Task item |
Everything from the top of the data below through the line with "[locate] woman's ear" should be duplicated exactly, and nothing past it.

Provided records |

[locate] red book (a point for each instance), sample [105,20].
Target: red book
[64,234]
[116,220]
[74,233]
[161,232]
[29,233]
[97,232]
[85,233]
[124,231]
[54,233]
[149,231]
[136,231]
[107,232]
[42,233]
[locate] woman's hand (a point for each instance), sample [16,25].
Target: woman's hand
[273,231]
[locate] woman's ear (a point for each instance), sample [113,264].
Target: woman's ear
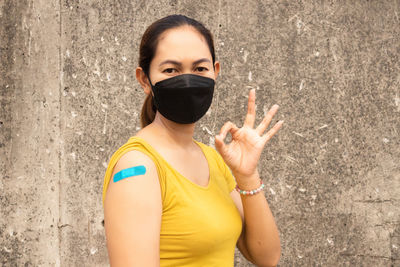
[141,77]
[217,68]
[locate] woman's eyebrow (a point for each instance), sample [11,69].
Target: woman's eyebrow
[169,61]
[174,62]
[201,61]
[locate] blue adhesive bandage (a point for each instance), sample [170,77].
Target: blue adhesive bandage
[133,171]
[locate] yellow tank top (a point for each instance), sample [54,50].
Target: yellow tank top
[199,225]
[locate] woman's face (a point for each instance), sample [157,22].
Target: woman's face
[182,50]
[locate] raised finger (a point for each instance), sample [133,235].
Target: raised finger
[267,119]
[266,137]
[251,109]
[228,127]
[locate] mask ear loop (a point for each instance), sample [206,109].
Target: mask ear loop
[152,93]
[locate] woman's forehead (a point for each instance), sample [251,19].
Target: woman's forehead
[182,43]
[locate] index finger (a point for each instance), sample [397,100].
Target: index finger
[251,109]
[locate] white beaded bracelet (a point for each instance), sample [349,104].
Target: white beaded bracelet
[251,192]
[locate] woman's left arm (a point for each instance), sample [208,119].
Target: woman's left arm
[259,241]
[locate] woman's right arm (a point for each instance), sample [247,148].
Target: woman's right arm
[132,214]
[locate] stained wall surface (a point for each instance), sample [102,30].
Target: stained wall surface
[69,99]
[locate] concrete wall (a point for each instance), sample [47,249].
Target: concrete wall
[69,99]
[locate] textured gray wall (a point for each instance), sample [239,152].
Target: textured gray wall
[69,99]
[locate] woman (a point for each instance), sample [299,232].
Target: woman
[170,200]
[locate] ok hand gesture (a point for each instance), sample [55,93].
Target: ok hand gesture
[243,152]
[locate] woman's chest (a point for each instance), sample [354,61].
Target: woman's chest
[199,221]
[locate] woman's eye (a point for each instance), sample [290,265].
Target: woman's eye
[169,70]
[201,69]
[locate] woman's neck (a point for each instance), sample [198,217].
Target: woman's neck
[175,133]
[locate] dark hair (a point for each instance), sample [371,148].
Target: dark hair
[148,47]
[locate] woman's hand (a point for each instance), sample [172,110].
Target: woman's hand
[243,152]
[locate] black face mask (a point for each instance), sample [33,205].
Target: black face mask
[184,98]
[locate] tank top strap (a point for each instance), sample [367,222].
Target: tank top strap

Exercise solution |
[locate] red book (a point for each instance), sample [105,20].
Target: red book
[64,234]
[116,220]
[74,233]
[161,232]
[29,233]
[97,232]
[85,233]
[124,231]
[54,233]
[149,231]
[136,231]
[107,232]
[42,233]
[locate] woman's hand (a point for each instance), sample [16,25].
Target: woman's hand
[273,231]
[locate] woman's ear (a point for each instance), sample [113,264].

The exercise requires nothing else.